### To be done
Report each line of the material below that contains the word "with".

### Extracted records
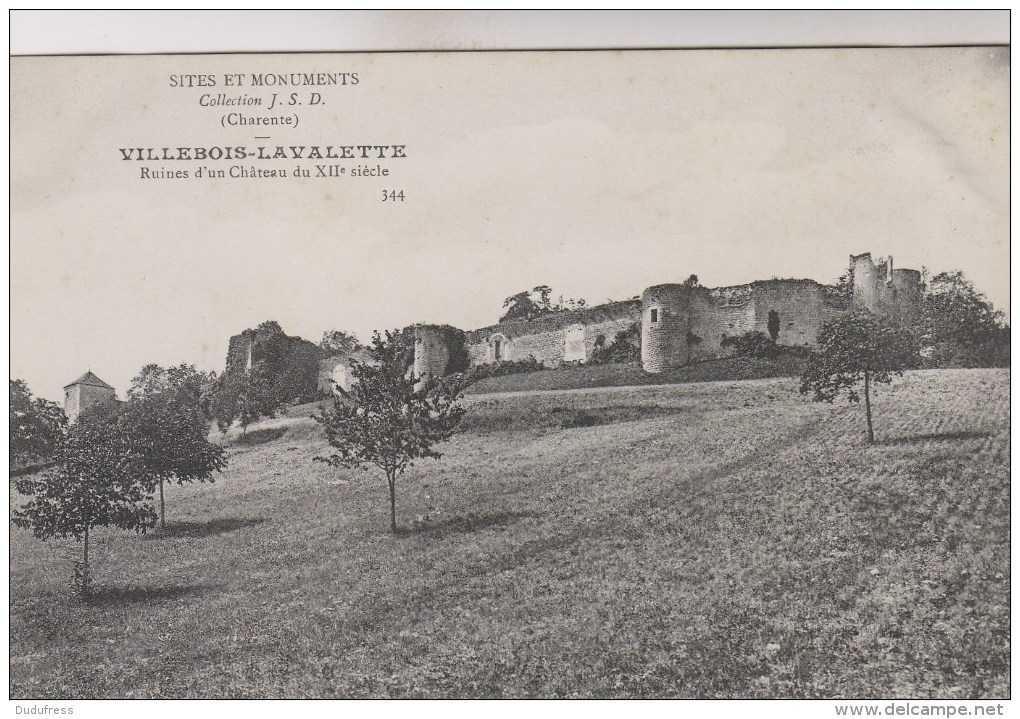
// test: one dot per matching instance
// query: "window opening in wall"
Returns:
(773, 324)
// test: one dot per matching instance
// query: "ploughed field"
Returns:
(708, 540)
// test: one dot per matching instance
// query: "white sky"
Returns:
(597, 173)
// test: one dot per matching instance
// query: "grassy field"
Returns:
(712, 540)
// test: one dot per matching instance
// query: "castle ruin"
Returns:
(680, 323)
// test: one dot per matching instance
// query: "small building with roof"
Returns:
(87, 391)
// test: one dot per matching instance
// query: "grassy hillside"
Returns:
(577, 377)
(715, 540)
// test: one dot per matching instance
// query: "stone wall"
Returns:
(292, 363)
(546, 339)
(682, 324)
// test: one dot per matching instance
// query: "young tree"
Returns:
(94, 483)
(854, 349)
(390, 418)
(165, 416)
(37, 425)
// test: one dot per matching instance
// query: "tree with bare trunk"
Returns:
(94, 483)
(390, 418)
(165, 416)
(858, 349)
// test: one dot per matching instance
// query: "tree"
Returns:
(536, 303)
(37, 426)
(244, 397)
(94, 483)
(390, 419)
(854, 349)
(959, 326)
(337, 342)
(624, 348)
(165, 416)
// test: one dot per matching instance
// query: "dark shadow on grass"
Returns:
(464, 524)
(120, 596)
(199, 529)
(935, 437)
(260, 437)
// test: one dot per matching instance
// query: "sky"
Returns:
(598, 173)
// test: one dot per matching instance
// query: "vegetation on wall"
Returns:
(625, 347)
(752, 344)
(536, 303)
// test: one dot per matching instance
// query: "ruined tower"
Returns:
(431, 351)
(88, 391)
(664, 320)
(881, 290)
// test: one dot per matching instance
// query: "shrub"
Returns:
(624, 348)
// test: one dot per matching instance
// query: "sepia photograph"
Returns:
(581, 373)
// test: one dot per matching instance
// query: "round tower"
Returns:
(664, 319)
(866, 281)
(431, 353)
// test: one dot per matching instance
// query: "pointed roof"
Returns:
(91, 379)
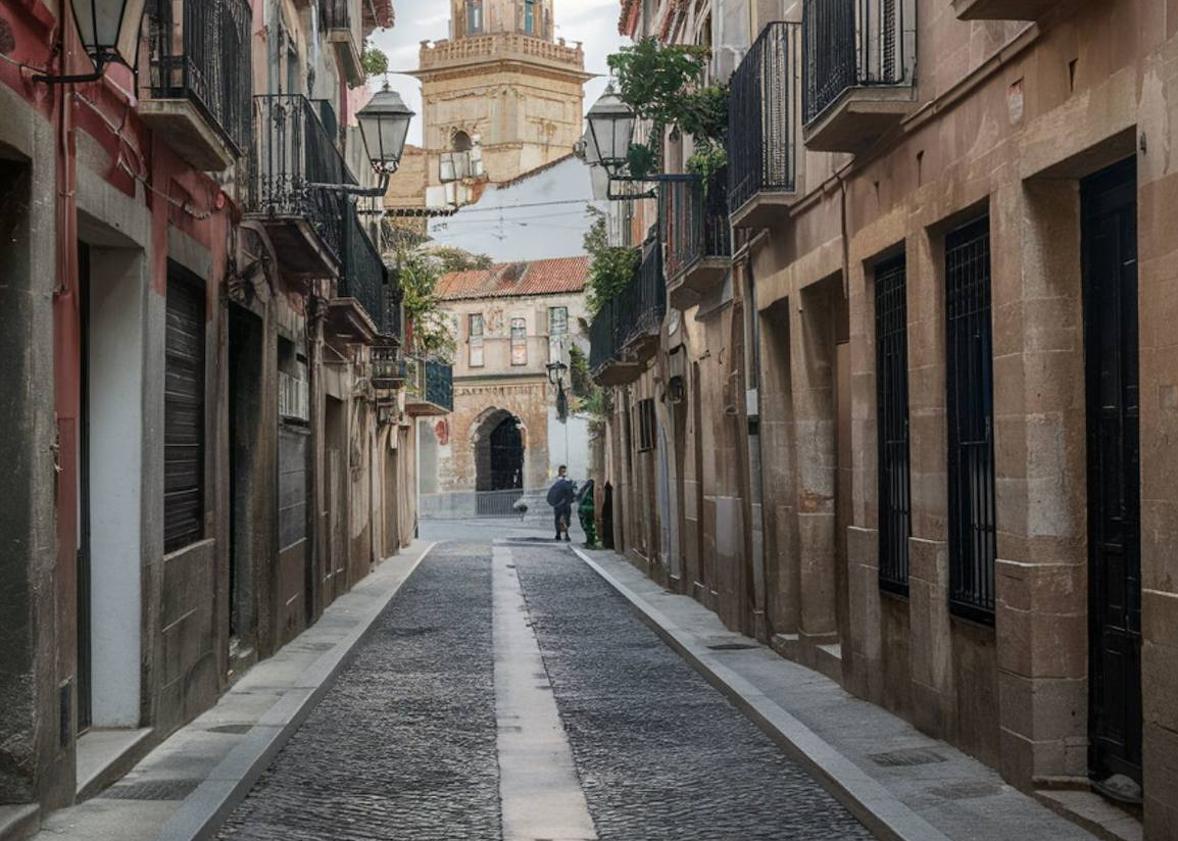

### Solution for this problem
// query: "small building with roof"
// query: "tree with bare trunk"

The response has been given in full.